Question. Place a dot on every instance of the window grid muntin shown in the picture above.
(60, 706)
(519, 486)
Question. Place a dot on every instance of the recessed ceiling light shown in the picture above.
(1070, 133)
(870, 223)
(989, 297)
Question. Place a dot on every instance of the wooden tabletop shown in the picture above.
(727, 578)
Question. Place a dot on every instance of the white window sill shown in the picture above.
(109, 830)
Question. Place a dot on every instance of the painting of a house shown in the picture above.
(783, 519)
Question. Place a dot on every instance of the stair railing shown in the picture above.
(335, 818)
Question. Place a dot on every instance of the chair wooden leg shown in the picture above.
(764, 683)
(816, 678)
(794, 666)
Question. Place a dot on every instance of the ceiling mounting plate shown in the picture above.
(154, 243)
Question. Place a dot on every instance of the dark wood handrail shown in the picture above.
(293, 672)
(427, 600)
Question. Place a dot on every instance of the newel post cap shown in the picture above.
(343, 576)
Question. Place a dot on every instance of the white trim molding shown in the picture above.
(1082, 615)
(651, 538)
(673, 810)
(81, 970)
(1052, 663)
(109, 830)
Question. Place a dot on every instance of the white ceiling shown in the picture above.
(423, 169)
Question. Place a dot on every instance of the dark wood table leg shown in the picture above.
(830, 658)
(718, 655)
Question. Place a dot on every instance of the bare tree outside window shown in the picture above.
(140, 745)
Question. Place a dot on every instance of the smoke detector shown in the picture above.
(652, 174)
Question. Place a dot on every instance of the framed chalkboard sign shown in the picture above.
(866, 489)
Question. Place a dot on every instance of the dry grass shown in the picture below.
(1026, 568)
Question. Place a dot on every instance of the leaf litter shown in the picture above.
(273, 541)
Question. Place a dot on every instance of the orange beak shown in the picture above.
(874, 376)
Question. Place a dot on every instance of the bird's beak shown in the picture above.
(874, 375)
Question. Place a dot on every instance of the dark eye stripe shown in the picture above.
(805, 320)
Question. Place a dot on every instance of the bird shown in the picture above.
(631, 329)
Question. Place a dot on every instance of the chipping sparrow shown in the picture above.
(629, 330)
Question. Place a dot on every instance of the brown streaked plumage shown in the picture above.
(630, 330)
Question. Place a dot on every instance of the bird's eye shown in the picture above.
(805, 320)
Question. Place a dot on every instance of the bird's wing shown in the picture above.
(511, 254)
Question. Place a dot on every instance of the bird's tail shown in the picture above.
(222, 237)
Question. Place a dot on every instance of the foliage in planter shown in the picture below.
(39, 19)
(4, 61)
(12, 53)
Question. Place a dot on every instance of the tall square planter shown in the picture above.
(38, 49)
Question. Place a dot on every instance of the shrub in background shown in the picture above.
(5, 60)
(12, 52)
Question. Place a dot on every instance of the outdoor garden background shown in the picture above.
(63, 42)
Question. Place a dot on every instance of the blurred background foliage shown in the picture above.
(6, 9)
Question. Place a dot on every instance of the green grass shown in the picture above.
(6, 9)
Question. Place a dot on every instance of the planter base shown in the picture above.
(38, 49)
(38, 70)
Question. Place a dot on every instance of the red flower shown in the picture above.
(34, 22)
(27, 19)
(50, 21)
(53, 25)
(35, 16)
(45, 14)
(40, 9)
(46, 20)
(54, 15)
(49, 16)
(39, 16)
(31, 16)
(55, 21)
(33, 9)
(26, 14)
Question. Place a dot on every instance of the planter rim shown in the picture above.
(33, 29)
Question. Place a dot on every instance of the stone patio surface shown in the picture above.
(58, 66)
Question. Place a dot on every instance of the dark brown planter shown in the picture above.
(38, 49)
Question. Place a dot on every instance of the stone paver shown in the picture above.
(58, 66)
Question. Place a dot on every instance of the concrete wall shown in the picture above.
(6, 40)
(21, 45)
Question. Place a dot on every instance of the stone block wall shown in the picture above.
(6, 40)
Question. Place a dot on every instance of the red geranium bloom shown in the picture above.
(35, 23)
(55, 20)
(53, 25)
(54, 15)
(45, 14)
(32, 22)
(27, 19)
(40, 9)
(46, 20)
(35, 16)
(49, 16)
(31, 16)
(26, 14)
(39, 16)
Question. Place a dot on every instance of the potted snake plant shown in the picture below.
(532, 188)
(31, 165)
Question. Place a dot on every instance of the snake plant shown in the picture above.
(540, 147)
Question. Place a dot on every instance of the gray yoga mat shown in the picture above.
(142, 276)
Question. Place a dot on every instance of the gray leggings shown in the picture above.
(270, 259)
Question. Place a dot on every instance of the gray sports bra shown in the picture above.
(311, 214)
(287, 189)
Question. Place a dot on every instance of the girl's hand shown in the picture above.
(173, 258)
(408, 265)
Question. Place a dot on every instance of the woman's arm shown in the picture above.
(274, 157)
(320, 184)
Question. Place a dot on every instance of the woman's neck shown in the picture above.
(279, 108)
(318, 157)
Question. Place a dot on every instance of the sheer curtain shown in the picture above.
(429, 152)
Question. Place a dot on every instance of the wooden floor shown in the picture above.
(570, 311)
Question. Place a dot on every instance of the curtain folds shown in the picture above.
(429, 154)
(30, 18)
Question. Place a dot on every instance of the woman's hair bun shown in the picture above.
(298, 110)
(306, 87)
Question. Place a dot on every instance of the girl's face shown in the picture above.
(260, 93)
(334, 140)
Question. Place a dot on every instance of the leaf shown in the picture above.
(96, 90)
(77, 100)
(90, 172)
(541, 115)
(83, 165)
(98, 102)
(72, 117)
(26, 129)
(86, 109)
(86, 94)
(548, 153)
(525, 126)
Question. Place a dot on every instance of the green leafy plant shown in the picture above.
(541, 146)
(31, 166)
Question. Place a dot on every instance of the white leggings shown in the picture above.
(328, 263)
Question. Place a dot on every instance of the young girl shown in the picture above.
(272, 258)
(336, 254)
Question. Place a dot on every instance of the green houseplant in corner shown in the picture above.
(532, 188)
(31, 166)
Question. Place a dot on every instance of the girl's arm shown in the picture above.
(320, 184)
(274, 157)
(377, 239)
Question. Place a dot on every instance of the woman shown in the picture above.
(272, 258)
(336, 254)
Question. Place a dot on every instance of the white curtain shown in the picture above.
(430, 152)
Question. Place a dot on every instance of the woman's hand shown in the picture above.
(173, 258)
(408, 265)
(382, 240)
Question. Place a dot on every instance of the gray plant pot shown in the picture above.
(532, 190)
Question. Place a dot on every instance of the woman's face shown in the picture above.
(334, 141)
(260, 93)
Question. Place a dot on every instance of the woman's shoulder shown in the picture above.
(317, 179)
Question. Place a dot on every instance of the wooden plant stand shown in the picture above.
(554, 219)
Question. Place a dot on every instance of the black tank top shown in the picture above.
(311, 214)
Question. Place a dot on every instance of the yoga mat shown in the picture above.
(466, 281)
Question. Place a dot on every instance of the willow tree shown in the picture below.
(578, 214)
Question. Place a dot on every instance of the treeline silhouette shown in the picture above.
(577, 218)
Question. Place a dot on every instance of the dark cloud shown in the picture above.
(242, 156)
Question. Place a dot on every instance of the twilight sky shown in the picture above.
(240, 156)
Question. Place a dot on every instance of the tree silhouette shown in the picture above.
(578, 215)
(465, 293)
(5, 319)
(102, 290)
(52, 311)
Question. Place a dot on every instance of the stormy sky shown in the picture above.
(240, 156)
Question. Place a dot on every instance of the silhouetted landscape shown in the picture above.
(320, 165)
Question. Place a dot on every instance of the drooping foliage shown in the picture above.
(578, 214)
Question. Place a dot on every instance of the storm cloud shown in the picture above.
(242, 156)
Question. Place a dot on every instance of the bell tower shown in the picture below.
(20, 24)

━━━━━━

Print again each line of the listing above, exactly as it appears.

#### RESPONSE FOR THIS EXERCISE:
Question. Place a dot on every instance of the window grid muntin shown in the picture above.
(60, 706)
(519, 486)
Question. Place a dot on every instance of the recessed ceiling light shown in the picture above.
(1070, 133)
(870, 223)
(989, 297)
Question. Place a dot on every instance of the wooden tabletop shown in the picture above.
(727, 578)
Question. Place a dot on every instance of the white window sill shown in the picture above.
(109, 830)
Question. Place a dot on every instance of the painting of a house shown in the picture above.
(783, 519)
Question. Place a dot on every instance of the stair railing shown in the picture above.
(335, 818)
Question. Place a dot on every instance of the chair wooden leg shown in the picture above.
(764, 683)
(816, 678)
(794, 666)
Question. Place a dot on every instance of the ceiling mounting plate shown in the picture above.
(154, 243)
Question. Place a dot on every instance of the dark wood handrail shown in the picture above.
(293, 672)
(427, 600)
Question. Place a dot on every instance of the newel post cap shown in the picture above.
(343, 576)
Question. Place a dot on every instance of the white trim molding shown in the picture above.
(1082, 615)
(651, 538)
(673, 810)
(81, 970)
(1052, 663)
(109, 830)
Question. Place a dot on every instance of the white ceiling shown in the picture above.
(423, 169)
Question. Place a dot on every instance of the dark wood table leg shown in the picture above.
(830, 658)
(718, 655)
Question. Place a dot on every instance of the bare tree outside window shown in the picture above.
(140, 745)
Question. Place a dot on every instance of the smoke detector shown in the picture above.
(652, 174)
Question. Place a dot on every instance of the framed chalkboard sign shown in the picture above.
(866, 489)
Question. Place a dot on every instance of the dry grass shown in the picture below.
(1026, 568)
Question. Place a dot on every instance of the leaf litter shown in the picture above.
(273, 541)
Question. Place a dot on every instance of the orange beak shown in the picture above.
(874, 376)
Question. Place a dot on every instance of the bird's beak shown in the picture above.
(874, 375)
Question. Place a dot on every instance of the dark eye stripe shown in the picture above.
(805, 320)
Question. Place a dot on every instance of the bird shown in the picture above.
(631, 329)
Question. Place a dot on every instance of the chipping sparrow shown in the picture above.
(629, 330)
Question. Place a dot on every instance of the brown streaked plumage shown in the picture above.
(630, 330)
Question. Place a dot on every instance of the bird's eye shown in the picture above.
(805, 320)
Question. Place a dot on every instance of the bird's wing shown in the picture above.
(511, 254)
Question. Place a dot on every instance of the bird's tail shown in the picture above.
(222, 237)
Question. Place a dot on every instance of the foliage in planter shown in the picture below.
(39, 19)
(4, 61)
(12, 53)
Question. Place a dot on every instance of the tall square planter shown in the picture above.
(38, 49)
Question. Place a dot on every instance of the shrub in background shown in the picture above.
(5, 60)
(12, 52)
Question. Place a dot on every instance of the outdoor garden background shown in the picture above.
(63, 42)
Question. Place a dot on every instance of the blurred background foliage shown in the picture above.
(6, 9)
Question. Place a dot on every instance of the green grass shown in the picture above.
(6, 9)
Question. Place a dot on every instance of the planter base shown in the picture above.
(38, 49)
(38, 70)
Question. Place a dot on every instance of the red flower shown in the picture above.
(34, 22)
(27, 19)
(50, 21)
(53, 25)
(35, 16)
(45, 14)
(40, 9)
(46, 20)
(54, 15)
(49, 16)
(39, 16)
(31, 16)
(55, 21)
(33, 9)
(26, 14)
Question. Place a dot on every instance of the planter rim shown in the picture above.
(33, 29)
Question. Place a dot on every instance of the stone patio surface shown in the picture above.
(58, 66)
Question. Place a dot on every instance of the dark brown planter shown in the picture above.
(38, 49)
Question. Place a dot on every instance of the stone paver shown in the picture above.
(58, 66)
Question. Place a dot on every instance of the concrete wall shown in the picture above.
(6, 40)
(21, 45)
Question. Place a dot on every instance of the stone block wall shown in the picture above.
(6, 40)
Question. Place a dot on every instance of the red geranium bloom shown in the picture above.
(35, 23)
(55, 20)
(53, 25)
(54, 15)
(45, 14)
(32, 22)
(27, 19)
(40, 9)
(46, 20)
(35, 16)
(49, 16)
(31, 16)
(26, 14)
(39, 16)
Question. Place a dot on every instance of the potted snake plant shown in the picture below.
(532, 188)
(31, 165)
Question. Place a dot on every instance of the snake plant shown in the picture above.
(540, 147)
Question. Place a dot on every instance of the gray yoga mat shown in the picture above.
(142, 276)
Question. Place a dot on every instance of the gray leggings shown in the picture above.
(270, 259)
Question. Place a dot on every instance of the gray sports bra shown in the picture above.
(311, 214)
(287, 189)
Question. Place a dot on every instance of the girl's hand shown in the picture above.
(173, 258)
(408, 265)
Question. Place a dot on every instance of the woman's arm shown in the picture above.
(274, 157)
(320, 184)
Question. Place a dot on every instance of the woman's neck shown in the picture above.
(279, 108)
(318, 157)
Question. Place a dot on every instance of the sheer curtain shown in the picture above.
(429, 152)
Question. Place a dot on every instance of the wooden floor shown in the picture above.
(570, 311)
Question. Place a dot on every instance of the curtain folds shown in the picture above.
(429, 154)
(30, 18)
Question. Place a dot on every instance of the woman's hair bun shown in the picture above.
(298, 110)
(306, 87)
Question. Place a dot on every instance of the girl's face shown in the picture above.
(260, 93)
(334, 140)
Question. Place a dot on every instance of the leaf shown in the picture above.
(96, 90)
(77, 100)
(90, 172)
(541, 115)
(83, 165)
(98, 102)
(72, 117)
(26, 129)
(86, 109)
(86, 94)
(548, 153)
(525, 126)
Question. Place a dot on every instance of the green leafy plant shown in the picture above.
(541, 146)
(31, 166)
Question. Place a dot on every instance of the white leggings shown in the picture above.
(328, 263)
Question. Place a dot on every instance of the young girl shown in the picture above.
(272, 258)
(336, 254)
Question. Place a dot on every instance of the green houseplant in corner shown in the picture above.
(532, 188)
(31, 166)
Question. Place a dot on every instance of the girl's arm shown in the picture above.
(320, 184)
(274, 157)
(377, 239)
Question. Place a dot on every instance of the woman shown in the picture above.
(272, 258)
(336, 254)
Question. Place a dot on every instance of the white curtain shown in the picture above.
(430, 152)
Question. Place a dot on every instance of the woman's hand shown in the picture above.
(173, 258)
(408, 265)
(382, 240)
Question. Place a dot on every instance of the gray plant pot shown in the picture above.
(532, 190)
Question. Place a dot on every instance of the woman's face shown in the picture above.
(334, 141)
(260, 93)
Question. Place a dot on every instance of the woman's shoulder shown in the picture above.
(317, 179)
Question. Place a dot on every instance of the wooden plant stand shown in the picture above.
(554, 219)
Question. Place a dot on every instance of the black tank top shown in the picture above.
(311, 214)
Question. Place a dot on every instance of the yoga mat shown in the picture above.
(466, 281)
Question. Place a dot on every instance of the willow tree shown in the picture below.
(578, 214)
Question. Place a dot on every instance of the treeline silhouette shown in the picture above.
(577, 218)
Question. Place a dot on every instance of the dark cloud shown in the picture above.
(242, 156)
Question. Place a dot on every instance of the twilight sky shown in the picture above.
(240, 156)
Question. Place a dot on every instance of the tree silhouette shown in the picture above.
(578, 215)
(465, 293)
(5, 319)
(102, 290)
(52, 311)
Question. Place a dot on every instance of the stormy sky shown in the picture above.
(240, 156)
Question. Place a dot on every instance of the silhouetted landscape shown in the picture above.
(320, 165)
Question. Place a dot on every instance of the drooping foliage shown in the picture above.
(578, 214)
Question. Place a dot on every instance of the storm cloud shown in the picture above.
(242, 156)
Question. Place a dot on every instance of the bell tower shown in the picture below.
(20, 24)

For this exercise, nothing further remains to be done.